═════ Source extract ═════

State lawmakers consider ways to address flood insurance rate hikes
State lawmakers met Wednesday to see what can be done about the recent changes to the federal National Flood Insurance Program, which has led to tenfold premium increases for residents of flood-prone areas of Louisiana and other coastal states. The answer: Not much, except to keep pressure on Congress. About Louisiana 18,000 policyholders have already faced higher premiums, with some homeowners paying more than $10,000 a year for policies that previously cost a few hundred dollars. That, in turn, has caused home values drop by as much as 30 percent in some areas. As Nola.com reports, one idea came from Sen. Dan “Blade” Morrish, R-Jennings, who suggested the flood insurance program to be broadened to cover catastrophes such as earthquakes and forest fires, which would bring in more policyholders and thus spread the risk.
State still seeking consultant for Medicaid processing contract
Federal health-care authorities aren’t the only ones having computer problems these days. Here in Louisiana, Gov. Bobby Jindal’s administration is having a devil of a time finding a new company to process its Medicaid claims. As The Advocate reports, the administration is going back to the drawing board after rejecting the only company to submit a bid because it failed to meet the state’s requirements. The episode is only the latest setback for the administration, which originally awarded the lucrative deal to CNSI Inc., only to cancel the contract after revelations that former state health Secretary Bruce Greenstein communicated extensively with officials at the company, where he once worked.

═════

* [Tasks to complete]:
1 - In the Louisiana politics brief, take everything from "State still seeking" down to "he once worked." and substitute "government" for each "administration".
2 - Proceed with the Louisiana politics brief, writing on from its final sentence.

═════ Data records ═════

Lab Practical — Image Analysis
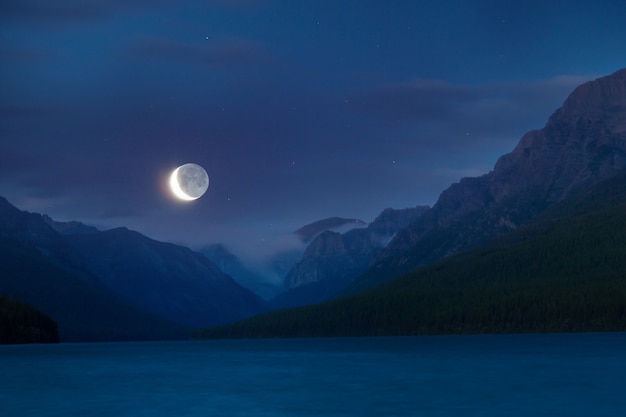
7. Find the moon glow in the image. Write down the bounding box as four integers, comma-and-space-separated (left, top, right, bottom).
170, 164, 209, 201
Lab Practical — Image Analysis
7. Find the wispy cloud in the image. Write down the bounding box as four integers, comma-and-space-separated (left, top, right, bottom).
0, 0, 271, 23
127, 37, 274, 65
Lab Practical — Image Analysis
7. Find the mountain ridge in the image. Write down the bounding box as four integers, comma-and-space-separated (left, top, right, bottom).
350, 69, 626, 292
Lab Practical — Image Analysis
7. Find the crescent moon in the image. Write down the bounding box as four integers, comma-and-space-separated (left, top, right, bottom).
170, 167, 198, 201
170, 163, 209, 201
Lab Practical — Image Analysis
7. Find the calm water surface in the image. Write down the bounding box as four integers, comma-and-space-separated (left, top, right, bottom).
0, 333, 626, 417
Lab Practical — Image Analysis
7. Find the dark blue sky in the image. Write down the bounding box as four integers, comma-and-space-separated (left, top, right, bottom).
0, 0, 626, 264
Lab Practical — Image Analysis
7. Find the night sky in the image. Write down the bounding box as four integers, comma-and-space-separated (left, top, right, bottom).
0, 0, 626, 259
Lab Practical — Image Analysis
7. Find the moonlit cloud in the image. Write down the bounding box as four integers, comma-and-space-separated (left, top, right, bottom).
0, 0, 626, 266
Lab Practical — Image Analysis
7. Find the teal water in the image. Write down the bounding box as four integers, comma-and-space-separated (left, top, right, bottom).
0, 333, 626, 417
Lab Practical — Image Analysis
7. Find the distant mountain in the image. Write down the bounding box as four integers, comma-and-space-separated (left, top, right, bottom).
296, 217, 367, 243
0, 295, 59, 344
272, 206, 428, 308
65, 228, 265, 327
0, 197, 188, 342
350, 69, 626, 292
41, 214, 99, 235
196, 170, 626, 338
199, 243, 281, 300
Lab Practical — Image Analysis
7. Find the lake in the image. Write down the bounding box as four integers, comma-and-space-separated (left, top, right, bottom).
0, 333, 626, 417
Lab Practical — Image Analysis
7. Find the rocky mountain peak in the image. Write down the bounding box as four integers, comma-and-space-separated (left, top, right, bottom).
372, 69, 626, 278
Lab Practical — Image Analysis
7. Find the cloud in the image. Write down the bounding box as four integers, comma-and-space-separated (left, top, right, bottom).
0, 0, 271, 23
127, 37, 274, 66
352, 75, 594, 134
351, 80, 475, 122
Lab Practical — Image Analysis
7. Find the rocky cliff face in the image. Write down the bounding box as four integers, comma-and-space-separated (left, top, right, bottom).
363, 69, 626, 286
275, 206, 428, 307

═════
═════ Data records ═════

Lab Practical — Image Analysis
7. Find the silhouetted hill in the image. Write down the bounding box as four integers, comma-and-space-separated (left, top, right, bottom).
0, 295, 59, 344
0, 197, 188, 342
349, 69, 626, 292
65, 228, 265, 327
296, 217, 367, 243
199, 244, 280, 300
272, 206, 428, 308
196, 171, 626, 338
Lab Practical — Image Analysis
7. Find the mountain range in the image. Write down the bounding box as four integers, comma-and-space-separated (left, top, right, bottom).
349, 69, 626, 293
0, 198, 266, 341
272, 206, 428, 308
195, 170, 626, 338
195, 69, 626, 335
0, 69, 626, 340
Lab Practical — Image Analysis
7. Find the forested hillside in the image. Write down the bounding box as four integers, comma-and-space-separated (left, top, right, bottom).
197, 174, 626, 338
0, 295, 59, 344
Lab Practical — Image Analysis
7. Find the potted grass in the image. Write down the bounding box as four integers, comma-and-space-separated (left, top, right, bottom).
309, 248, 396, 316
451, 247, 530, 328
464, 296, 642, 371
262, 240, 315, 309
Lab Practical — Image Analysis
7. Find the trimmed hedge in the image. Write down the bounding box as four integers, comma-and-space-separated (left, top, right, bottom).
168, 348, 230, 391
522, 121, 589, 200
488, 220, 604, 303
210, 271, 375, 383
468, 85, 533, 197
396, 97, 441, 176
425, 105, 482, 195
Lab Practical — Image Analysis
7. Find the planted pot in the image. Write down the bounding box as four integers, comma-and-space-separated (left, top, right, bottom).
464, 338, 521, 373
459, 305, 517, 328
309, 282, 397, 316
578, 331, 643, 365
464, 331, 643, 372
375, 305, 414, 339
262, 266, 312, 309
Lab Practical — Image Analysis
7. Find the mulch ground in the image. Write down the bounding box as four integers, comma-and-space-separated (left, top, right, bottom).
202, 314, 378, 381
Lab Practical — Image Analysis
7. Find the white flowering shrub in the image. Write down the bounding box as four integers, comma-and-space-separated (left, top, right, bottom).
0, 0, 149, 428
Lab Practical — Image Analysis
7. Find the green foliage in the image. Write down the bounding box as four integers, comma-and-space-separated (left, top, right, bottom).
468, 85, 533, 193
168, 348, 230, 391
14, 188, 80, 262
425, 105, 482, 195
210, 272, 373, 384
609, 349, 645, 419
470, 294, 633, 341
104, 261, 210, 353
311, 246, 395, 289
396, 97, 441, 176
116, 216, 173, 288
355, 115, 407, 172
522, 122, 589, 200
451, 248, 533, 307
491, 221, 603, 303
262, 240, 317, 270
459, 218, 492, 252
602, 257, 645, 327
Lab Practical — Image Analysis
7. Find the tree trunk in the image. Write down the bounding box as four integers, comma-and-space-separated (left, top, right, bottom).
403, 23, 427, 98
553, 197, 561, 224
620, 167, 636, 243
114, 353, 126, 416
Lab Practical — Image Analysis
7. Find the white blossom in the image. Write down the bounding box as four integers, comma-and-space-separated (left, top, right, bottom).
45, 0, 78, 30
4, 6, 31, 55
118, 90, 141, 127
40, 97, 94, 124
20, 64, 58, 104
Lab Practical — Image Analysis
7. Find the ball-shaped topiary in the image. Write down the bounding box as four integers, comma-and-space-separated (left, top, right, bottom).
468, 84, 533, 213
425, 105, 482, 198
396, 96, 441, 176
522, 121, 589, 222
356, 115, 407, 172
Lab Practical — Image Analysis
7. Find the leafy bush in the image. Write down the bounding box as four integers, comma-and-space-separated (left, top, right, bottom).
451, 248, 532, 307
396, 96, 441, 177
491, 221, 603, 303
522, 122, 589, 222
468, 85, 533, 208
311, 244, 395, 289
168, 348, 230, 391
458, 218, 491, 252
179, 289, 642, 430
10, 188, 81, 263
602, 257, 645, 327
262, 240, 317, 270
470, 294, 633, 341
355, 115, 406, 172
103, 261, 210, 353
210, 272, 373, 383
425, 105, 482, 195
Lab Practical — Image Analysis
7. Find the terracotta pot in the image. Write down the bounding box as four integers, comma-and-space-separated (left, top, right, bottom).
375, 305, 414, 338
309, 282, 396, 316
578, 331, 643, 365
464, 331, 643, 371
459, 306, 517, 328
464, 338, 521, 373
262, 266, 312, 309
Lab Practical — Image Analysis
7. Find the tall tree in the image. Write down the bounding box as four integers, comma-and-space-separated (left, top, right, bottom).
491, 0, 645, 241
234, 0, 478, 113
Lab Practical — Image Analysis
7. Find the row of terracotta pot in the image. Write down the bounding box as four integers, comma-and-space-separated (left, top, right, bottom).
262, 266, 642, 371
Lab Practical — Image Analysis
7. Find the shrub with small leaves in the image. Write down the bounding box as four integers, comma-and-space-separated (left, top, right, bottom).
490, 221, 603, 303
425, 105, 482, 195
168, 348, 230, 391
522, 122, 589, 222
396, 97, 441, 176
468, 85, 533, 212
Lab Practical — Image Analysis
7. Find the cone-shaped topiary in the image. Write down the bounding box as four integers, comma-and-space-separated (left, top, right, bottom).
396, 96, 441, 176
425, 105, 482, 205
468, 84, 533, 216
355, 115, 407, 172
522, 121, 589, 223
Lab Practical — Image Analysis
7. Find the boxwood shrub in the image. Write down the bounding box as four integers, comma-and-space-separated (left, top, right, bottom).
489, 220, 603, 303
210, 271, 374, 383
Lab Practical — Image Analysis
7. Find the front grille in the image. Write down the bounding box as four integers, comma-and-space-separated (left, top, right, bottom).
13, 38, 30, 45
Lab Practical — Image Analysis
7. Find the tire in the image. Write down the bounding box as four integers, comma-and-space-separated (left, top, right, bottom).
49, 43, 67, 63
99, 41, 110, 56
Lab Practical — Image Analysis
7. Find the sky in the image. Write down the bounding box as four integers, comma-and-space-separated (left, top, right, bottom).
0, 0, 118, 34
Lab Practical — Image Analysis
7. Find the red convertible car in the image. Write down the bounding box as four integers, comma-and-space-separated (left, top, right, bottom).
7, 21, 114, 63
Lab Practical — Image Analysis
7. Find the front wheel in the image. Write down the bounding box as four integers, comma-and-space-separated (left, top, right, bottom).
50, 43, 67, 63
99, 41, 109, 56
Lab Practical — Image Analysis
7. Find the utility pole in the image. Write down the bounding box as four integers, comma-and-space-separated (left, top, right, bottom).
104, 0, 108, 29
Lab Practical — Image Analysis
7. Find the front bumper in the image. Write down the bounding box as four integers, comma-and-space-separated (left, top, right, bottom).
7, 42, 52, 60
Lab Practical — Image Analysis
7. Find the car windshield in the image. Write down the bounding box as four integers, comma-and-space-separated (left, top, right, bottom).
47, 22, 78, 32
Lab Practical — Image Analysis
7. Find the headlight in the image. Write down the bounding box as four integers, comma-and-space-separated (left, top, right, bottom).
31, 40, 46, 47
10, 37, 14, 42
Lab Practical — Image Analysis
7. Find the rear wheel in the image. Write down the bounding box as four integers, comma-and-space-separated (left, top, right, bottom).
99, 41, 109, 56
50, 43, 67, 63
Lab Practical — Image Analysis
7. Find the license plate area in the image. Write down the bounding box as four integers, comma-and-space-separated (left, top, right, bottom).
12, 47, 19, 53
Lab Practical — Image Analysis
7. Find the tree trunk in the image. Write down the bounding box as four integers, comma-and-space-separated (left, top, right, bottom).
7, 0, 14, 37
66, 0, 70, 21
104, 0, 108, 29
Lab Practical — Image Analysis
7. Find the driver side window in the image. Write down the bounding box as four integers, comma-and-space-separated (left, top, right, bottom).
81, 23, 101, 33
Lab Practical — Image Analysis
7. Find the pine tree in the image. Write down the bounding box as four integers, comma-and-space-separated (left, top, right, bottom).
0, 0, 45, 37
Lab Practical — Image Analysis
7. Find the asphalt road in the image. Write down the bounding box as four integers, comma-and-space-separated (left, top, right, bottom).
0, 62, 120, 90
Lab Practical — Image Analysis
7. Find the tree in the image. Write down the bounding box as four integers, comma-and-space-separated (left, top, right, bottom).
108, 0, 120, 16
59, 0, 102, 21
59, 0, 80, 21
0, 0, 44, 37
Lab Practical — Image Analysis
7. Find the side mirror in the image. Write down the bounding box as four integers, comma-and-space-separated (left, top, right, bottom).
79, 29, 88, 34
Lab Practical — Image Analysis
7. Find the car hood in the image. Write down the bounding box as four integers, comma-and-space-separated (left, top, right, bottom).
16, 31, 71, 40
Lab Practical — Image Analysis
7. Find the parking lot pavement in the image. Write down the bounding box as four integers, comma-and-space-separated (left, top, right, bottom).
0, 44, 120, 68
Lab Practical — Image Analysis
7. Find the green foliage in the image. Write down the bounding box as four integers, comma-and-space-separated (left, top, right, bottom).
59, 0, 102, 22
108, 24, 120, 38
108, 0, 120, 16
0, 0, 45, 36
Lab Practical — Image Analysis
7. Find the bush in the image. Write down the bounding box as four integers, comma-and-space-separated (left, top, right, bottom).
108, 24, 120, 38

═════
═════ Data records ═════

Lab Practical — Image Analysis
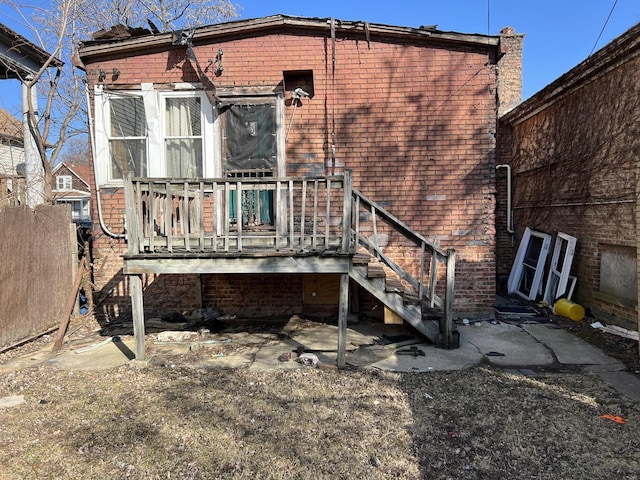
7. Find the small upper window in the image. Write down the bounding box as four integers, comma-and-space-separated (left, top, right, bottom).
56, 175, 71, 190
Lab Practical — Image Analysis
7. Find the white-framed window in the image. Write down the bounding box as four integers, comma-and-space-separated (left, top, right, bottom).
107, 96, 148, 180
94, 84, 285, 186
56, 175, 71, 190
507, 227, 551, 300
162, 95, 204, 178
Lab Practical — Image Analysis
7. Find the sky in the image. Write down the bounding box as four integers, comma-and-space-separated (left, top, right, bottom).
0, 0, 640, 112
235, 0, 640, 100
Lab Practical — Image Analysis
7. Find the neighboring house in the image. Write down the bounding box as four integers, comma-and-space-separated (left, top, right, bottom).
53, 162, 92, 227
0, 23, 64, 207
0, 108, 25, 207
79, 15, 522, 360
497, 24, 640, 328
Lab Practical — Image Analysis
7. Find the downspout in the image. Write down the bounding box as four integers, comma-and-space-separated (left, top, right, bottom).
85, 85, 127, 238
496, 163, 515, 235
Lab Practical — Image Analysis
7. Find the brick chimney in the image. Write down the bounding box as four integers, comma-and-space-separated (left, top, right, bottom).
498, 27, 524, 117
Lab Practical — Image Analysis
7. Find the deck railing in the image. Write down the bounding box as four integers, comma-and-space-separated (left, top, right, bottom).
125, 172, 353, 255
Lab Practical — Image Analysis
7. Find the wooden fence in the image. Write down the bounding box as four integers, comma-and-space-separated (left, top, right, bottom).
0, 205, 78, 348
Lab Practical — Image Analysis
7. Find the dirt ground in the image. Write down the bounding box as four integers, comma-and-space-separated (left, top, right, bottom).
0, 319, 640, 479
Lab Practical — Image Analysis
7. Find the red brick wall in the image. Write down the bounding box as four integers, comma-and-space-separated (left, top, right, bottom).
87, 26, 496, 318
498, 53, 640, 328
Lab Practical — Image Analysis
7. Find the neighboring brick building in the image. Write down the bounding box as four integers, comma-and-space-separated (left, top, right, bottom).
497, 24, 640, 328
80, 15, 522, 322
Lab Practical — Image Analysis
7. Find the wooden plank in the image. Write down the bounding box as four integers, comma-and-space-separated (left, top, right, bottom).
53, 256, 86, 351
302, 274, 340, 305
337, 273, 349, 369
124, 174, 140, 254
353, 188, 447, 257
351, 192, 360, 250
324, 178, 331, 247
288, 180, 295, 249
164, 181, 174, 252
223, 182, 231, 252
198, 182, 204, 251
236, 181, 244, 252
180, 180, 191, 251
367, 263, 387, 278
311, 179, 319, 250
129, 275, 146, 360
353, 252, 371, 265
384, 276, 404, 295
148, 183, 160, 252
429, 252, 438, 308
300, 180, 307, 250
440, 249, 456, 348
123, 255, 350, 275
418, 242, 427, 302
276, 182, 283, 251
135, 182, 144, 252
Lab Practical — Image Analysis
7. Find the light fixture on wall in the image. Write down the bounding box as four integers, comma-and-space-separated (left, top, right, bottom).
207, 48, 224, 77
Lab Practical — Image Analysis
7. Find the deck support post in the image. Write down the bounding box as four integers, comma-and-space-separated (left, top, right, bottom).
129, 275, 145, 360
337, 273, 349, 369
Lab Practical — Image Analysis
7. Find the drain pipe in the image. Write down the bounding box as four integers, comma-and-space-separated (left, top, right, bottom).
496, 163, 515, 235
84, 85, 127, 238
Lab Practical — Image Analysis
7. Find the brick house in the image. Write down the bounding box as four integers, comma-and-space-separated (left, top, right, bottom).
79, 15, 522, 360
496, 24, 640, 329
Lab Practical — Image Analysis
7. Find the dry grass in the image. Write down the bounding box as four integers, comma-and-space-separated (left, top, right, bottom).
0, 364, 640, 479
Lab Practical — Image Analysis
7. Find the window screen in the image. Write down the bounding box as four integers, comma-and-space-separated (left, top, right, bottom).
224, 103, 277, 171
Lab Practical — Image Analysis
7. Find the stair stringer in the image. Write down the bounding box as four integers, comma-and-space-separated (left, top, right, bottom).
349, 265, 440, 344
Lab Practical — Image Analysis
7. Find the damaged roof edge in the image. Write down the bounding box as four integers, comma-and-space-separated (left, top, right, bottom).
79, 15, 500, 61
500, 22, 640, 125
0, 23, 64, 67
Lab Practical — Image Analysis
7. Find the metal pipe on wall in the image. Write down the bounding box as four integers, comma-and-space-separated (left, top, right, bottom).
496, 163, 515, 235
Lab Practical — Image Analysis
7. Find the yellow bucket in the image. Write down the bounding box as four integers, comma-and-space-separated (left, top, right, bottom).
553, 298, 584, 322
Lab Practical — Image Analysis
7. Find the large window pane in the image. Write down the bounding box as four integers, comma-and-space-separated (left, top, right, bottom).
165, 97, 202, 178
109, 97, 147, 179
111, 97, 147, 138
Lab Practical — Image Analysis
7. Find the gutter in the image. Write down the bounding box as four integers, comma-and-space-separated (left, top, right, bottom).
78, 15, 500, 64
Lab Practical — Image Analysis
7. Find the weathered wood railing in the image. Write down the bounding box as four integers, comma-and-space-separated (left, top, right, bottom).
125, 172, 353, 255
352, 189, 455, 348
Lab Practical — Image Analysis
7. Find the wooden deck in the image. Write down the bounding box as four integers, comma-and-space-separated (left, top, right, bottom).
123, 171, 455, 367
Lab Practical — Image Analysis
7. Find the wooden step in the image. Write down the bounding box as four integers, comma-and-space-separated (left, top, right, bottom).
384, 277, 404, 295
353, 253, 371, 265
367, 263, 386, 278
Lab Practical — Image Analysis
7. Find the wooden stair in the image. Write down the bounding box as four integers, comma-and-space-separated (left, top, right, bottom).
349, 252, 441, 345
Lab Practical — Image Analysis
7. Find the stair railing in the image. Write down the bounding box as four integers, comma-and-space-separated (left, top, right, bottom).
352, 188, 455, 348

═════

* [Answers to the tasks]:
1 -
State still seeking consultant for Medicaid processing contract
Federal health-care authorities aren’t the only ones having computer problems these days. Here in Louisiana, Gov. Bobby Jindal’s government is having a devil of a time finding a new company to process its Medicaid claims. As The Advocate reports, the government is going back to the drawing board after rejecting the only company to submit a bid because it failed to meet the state’s requirements. The episode is only the latest setback for the government, which originally awarded the lucrative deal to CNSI Inc., only to cancel the contract after revelations that former state health Secretary Bruce Greenstein communicated extensively with officials at the company, where he once worked.

2 -
School performance scores to be released today
Principals, teachers, and parents across the state will find out today how their schools fared compared to their peers when the Department of Education releases the annual performance scores. As Nola.com reports, state officials modified the grading scale for schools and will issue two letter grades for each school: one that reflects the school’s score under the new system, and one that reflects what the school would have scored under the old system. Elementary schools will be graded entirely on students’ performance on the iLEAP and LEAP tests. Ninety-five percent of middle schools’ scores will be based on test scores, and five percent on how many students drop out or don’t progress to the next grade level. At the high school level, 25 percent of the score will be based on ACT scores, 25 percent on end-of-course exams and 50 percent on graduation rates.
Baton Rouge producer pleads guilty in film tax credit scheme
A former Baton Rouge film producer pleaded guilty Wednesday to receiving more than $970,000 for bogus film tax credits. As The Advocate reports, court records show Walker admitted to lying about his ownership of the film tax credits to Peggy Persac, a Baton Rouge certified pubic accountant and investment adviser to some of her tax clients. Walker, who now resides in Austin, Texas, conceded he sold Persac’s firm film tax credits with a combined face value of $1.45 million that he fabricated and marketed through one of his firms, The Bishop LLC. Walker is currently free on bond until sentencing. The state’s generous film tax credit program has proven very lucrative for the film industry. Despite having a low return-on-investment for Louisiana’s economy, the state approved more than $220 million in 2012.